• **To do**: Count how many lines of the items below contain the string "target", treating uppercase and lowercase as different, and reply with only that number.

• **Data listing**:

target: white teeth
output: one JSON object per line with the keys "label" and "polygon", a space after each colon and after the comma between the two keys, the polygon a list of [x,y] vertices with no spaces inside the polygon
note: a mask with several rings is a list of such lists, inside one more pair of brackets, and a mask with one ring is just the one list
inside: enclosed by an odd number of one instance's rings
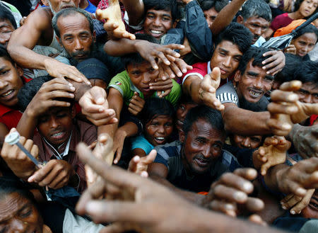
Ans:
{"label": "white teeth", "polygon": [[151,33],[153,33],[153,34],[163,34],[163,32],[161,30],[151,30]]}
{"label": "white teeth", "polygon": [[2,96],[6,97],[6,96],[11,95],[13,92],[13,90],[10,90],[10,91],[8,91],[8,92],[6,92],[5,93],[4,93],[4,94],[2,95]]}
{"label": "white teeth", "polygon": [[52,137],[59,137],[61,136],[63,134],[63,132],[55,133],[52,135]]}

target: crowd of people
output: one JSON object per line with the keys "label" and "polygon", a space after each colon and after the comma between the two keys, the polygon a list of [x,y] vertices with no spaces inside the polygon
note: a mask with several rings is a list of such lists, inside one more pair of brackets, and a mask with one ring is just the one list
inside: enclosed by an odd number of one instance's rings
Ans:
{"label": "crowd of people", "polygon": [[317,6],[0,1],[0,233],[318,232]]}

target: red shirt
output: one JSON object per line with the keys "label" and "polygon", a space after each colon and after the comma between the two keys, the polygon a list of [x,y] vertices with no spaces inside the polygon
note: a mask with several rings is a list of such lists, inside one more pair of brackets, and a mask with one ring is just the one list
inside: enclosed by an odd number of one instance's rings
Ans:
{"label": "red shirt", "polygon": [[[192,64],[193,69],[189,70],[187,73],[184,74],[182,76],[182,84],[187,78],[191,75],[197,75],[201,79],[204,78],[208,74],[212,72],[210,67],[210,62],[198,62]],[[226,79],[221,79],[220,83],[220,86],[226,84],[228,81],[232,80],[232,76],[228,77]]]}
{"label": "red shirt", "polygon": [[[28,83],[32,80],[32,79],[27,79],[24,76],[21,78],[24,83]],[[0,123],[6,125],[8,130],[13,127],[16,127],[21,116],[22,113],[18,110],[0,104]]]}

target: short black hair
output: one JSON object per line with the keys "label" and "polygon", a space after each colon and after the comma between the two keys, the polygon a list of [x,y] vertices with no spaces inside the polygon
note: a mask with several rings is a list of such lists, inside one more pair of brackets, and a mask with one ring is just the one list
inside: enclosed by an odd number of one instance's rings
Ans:
{"label": "short black hair", "polygon": [[252,44],[253,35],[245,25],[233,22],[229,24],[216,38],[216,47],[223,40],[228,40],[238,46],[240,51],[245,53]]}
{"label": "short black hair", "polygon": [[308,60],[300,62],[295,72],[285,81],[299,80],[302,84],[313,83],[318,85],[318,61]]}
{"label": "short black hair", "polygon": [[247,51],[244,53],[243,57],[242,57],[237,70],[241,72],[241,74],[243,74],[245,72],[247,63],[252,59],[253,62],[252,64],[253,67],[263,67],[264,64],[262,64],[261,62],[270,57],[264,57],[263,54],[271,50],[265,47],[250,47]]}
{"label": "short black hair", "polygon": [[223,120],[220,111],[204,105],[191,108],[184,119],[183,132],[187,137],[189,131],[192,128],[193,124],[199,119],[209,123],[213,129],[225,133]]}
{"label": "short black hair", "polygon": [[11,10],[4,4],[0,3],[0,21],[8,20],[14,29],[16,29],[16,22]]}
{"label": "short black hair", "polygon": [[199,2],[203,11],[208,11],[214,7],[217,12],[220,12],[228,4],[228,0],[201,0]]}
{"label": "short black hair", "polygon": [[[22,111],[25,110],[30,102],[31,102],[32,99],[36,95],[41,86],[47,81],[49,81],[53,79],[54,77],[49,75],[42,76],[32,79],[30,81],[23,85],[18,93],[18,106],[19,109]],[[56,100],[69,102],[71,103],[70,107],[71,107],[74,103],[73,99],[69,98],[57,98]],[[71,108],[70,108],[70,109]]]}
{"label": "short black hair", "polygon": [[14,62],[13,59],[11,58],[8,51],[6,50],[6,48],[1,44],[0,44],[0,57],[9,61],[13,65],[16,64],[16,62]]}
{"label": "short black hair", "polygon": [[[158,41],[153,36],[148,34],[136,33],[136,40],[147,40],[148,42],[158,44]],[[141,64],[146,61],[143,57],[141,56],[139,52],[129,53],[121,57],[122,62],[124,64],[125,68],[127,65]]]}
{"label": "short black hair", "polygon": [[151,9],[170,11],[172,23],[181,18],[181,12],[177,7],[176,0],[143,0],[143,5],[145,12]]}
{"label": "short black hair", "polygon": [[174,118],[175,108],[172,104],[165,98],[150,98],[145,101],[141,112],[143,125],[160,115],[165,115]]}
{"label": "short black hair", "polygon": [[66,17],[68,16],[74,16],[77,13],[82,14],[87,18],[90,25],[90,33],[93,34],[93,33],[94,32],[94,24],[93,23],[93,18],[88,13],[88,12],[82,10],[80,8],[71,7],[62,9],[61,11],[59,11],[52,19],[52,25],[53,27],[53,29],[54,30],[55,34],[57,34],[59,38],[61,38],[59,29],[59,27],[57,26],[57,20],[59,19],[59,18],[61,16]]}
{"label": "short black hair", "polygon": [[[305,33],[314,33],[316,37],[318,38],[318,29],[314,26],[312,24],[310,23],[305,28],[300,29],[296,34],[293,40],[297,39],[300,36],[304,35]],[[317,42],[317,40],[316,40]]]}
{"label": "short black hair", "polygon": [[264,0],[247,0],[242,6],[240,14],[245,21],[251,17],[263,18],[266,21],[271,21],[271,8]]}
{"label": "short black hair", "polygon": [[285,53],[285,67],[275,76],[275,81],[280,84],[288,81],[302,62],[301,57],[291,53]]}

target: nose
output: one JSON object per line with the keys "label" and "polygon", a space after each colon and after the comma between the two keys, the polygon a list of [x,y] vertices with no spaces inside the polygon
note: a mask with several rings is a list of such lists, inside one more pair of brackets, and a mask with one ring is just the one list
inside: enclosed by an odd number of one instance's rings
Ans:
{"label": "nose", "polygon": [[78,40],[78,38],[76,38],[75,40],[75,50],[83,50],[83,47],[81,41]]}
{"label": "nose", "polygon": [[20,233],[25,232],[28,227],[28,223],[26,222],[23,222],[18,219],[13,218],[11,221],[11,226],[12,229],[11,232]]}
{"label": "nose", "polygon": [[231,64],[231,57],[227,56],[223,62],[223,65],[225,67],[230,67]]}
{"label": "nose", "polygon": [[241,145],[245,148],[251,147],[251,141],[249,140],[249,137],[245,137],[241,143]]}

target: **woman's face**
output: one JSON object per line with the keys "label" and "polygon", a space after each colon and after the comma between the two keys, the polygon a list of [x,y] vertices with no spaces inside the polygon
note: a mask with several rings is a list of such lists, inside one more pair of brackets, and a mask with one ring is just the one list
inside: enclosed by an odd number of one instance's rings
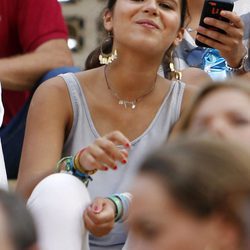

• **Exercise response**: 6